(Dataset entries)
⟨

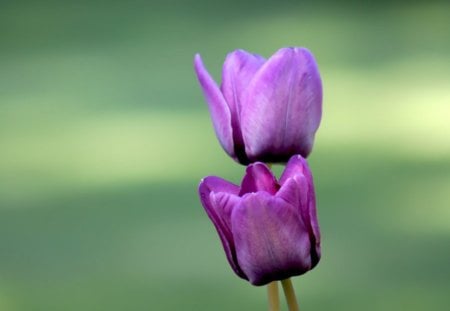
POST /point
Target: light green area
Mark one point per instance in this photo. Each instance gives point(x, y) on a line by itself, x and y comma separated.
point(104, 136)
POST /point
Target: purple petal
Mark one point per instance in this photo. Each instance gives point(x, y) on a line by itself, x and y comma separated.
point(282, 107)
point(218, 108)
point(218, 198)
point(271, 240)
point(238, 69)
point(296, 165)
point(297, 188)
point(258, 177)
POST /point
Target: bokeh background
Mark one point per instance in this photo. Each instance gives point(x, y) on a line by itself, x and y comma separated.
point(104, 136)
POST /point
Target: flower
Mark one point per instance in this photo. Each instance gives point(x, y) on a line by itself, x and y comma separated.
point(265, 110)
point(268, 229)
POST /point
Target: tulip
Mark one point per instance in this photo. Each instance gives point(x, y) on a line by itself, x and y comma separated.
point(265, 110)
point(268, 229)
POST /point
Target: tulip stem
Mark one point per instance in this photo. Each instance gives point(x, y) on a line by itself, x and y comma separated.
point(290, 295)
point(274, 298)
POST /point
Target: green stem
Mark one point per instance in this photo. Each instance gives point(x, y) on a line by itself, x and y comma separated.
point(274, 298)
point(290, 295)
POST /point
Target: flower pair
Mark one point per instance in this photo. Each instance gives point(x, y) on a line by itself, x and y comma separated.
point(265, 111)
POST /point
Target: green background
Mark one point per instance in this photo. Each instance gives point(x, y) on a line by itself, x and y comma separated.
point(104, 136)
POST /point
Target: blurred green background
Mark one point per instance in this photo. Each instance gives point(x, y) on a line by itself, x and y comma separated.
point(104, 136)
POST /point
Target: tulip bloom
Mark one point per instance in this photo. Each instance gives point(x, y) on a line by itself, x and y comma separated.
point(265, 110)
point(268, 229)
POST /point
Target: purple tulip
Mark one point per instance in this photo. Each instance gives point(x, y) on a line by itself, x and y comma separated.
point(265, 110)
point(268, 229)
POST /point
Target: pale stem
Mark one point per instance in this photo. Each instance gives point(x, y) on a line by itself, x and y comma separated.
point(274, 298)
point(290, 295)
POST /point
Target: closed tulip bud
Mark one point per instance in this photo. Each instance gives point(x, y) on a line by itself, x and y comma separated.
point(268, 228)
point(265, 110)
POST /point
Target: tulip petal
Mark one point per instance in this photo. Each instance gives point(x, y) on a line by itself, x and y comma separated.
point(282, 107)
point(297, 165)
point(218, 108)
point(258, 177)
point(297, 188)
point(238, 70)
point(218, 198)
point(271, 240)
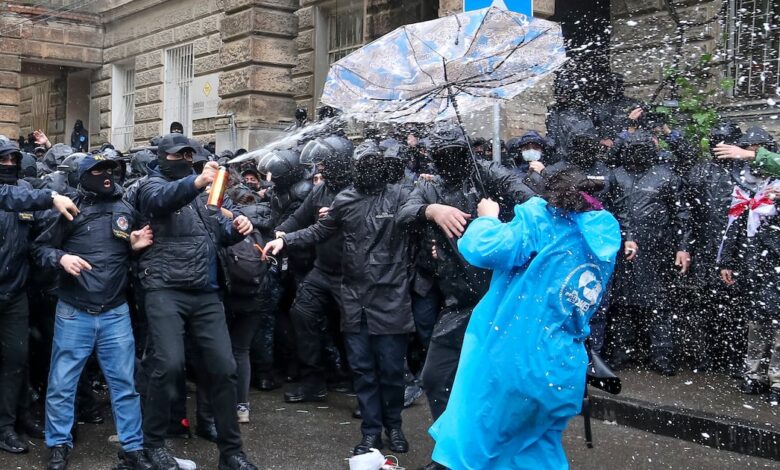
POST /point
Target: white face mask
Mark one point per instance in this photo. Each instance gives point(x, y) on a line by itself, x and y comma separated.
point(532, 155)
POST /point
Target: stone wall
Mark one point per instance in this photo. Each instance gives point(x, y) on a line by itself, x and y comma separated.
point(55, 129)
point(142, 37)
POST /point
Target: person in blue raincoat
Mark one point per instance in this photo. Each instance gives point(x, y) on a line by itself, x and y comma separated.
point(522, 371)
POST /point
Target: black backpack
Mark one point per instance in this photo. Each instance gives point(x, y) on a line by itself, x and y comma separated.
point(246, 268)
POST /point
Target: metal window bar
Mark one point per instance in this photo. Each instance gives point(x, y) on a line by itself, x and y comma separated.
point(123, 132)
point(345, 29)
point(40, 107)
point(755, 53)
point(179, 74)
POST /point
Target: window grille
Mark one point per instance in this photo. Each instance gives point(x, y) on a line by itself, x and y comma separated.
point(755, 43)
point(179, 74)
point(123, 111)
point(345, 30)
point(40, 106)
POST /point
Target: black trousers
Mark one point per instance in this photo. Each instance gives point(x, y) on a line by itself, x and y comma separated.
point(317, 300)
point(438, 375)
point(14, 333)
point(171, 314)
point(377, 363)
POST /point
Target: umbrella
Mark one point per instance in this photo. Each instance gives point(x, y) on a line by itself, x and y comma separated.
point(437, 69)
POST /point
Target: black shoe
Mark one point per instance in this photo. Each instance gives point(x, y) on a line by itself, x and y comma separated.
point(91, 416)
point(180, 430)
point(10, 442)
point(28, 425)
point(370, 441)
point(752, 387)
point(398, 442)
point(236, 462)
point(135, 460)
point(58, 458)
point(161, 458)
point(774, 397)
point(664, 368)
point(433, 466)
point(268, 384)
point(411, 394)
point(303, 393)
point(207, 431)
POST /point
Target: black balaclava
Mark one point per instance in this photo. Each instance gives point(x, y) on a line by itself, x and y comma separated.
point(102, 184)
point(175, 169)
point(9, 174)
point(337, 173)
point(583, 152)
point(453, 163)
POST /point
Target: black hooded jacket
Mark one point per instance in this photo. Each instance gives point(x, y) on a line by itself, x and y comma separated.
point(376, 267)
point(100, 235)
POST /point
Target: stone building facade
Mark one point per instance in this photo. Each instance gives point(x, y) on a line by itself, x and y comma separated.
point(234, 71)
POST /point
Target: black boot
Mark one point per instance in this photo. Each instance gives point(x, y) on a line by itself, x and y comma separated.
point(10, 442)
point(206, 430)
point(26, 424)
point(236, 462)
point(306, 392)
point(58, 458)
point(135, 460)
point(161, 458)
point(369, 441)
point(398, 442)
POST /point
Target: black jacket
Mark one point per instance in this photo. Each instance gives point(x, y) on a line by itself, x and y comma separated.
point(650, 206)
point(100, 235)
point(18, 198)
point(375, 264)
point(187, 235)
point(15, 232)
point(329, 252)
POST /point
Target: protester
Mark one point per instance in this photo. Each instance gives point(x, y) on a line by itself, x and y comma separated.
point(79, 138)
point(374, 288)
point(92, 313)
point(180, 274)
point(522, 371)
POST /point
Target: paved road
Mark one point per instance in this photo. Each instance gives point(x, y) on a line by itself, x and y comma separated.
point(303, 437)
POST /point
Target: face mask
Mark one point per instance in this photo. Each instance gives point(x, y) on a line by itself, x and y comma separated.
point(9, 174)
point(98, 183)
point(175, 169)
point(532, 155)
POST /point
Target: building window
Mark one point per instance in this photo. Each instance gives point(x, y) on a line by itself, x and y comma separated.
point(345, 33)
point(755, 43)
point(123, 106)
point(179, 73)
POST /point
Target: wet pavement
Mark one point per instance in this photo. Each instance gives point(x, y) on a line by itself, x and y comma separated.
point(320, 436)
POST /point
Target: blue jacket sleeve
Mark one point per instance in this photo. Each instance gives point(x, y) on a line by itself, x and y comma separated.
point(16, 199)
point(157, 198)
point(490, 244)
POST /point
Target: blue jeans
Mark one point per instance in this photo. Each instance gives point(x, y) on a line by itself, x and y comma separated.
point(76, 335)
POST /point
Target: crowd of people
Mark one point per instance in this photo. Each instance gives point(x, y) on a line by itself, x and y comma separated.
point(334, 264)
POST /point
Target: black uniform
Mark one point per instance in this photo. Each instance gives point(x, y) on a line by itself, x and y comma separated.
point(181, 274)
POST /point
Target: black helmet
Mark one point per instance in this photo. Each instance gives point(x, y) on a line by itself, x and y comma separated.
point(284, 166)
point(139, 161)
point(445, 135)
point(70, 166)
point(755, 136)
point(320, 149)
point(55, 155)
point(29, 167)
point(725, 131)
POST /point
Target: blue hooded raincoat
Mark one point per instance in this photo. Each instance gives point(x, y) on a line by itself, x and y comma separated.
point(522, 371)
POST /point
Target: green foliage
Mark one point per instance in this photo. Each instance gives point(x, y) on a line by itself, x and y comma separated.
point(697, 112)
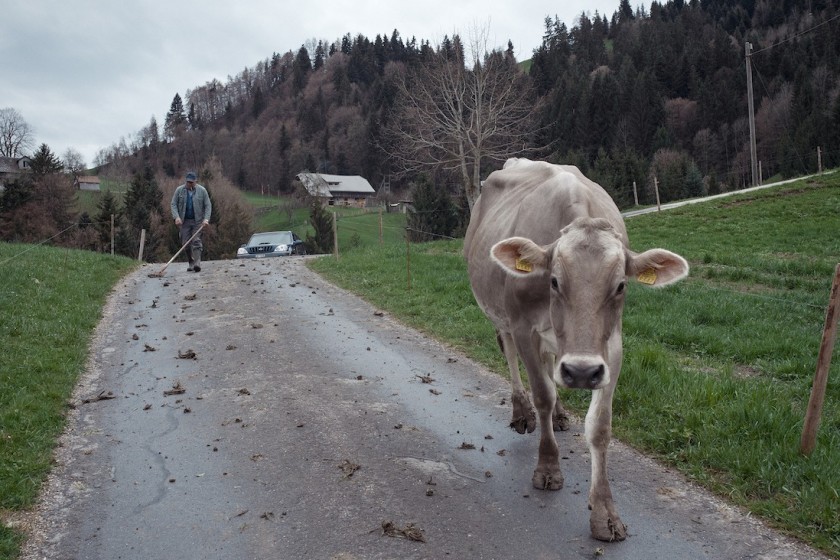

⟩

Establish how many lines of the records contain the string "petal" and state that number without elaboration.

2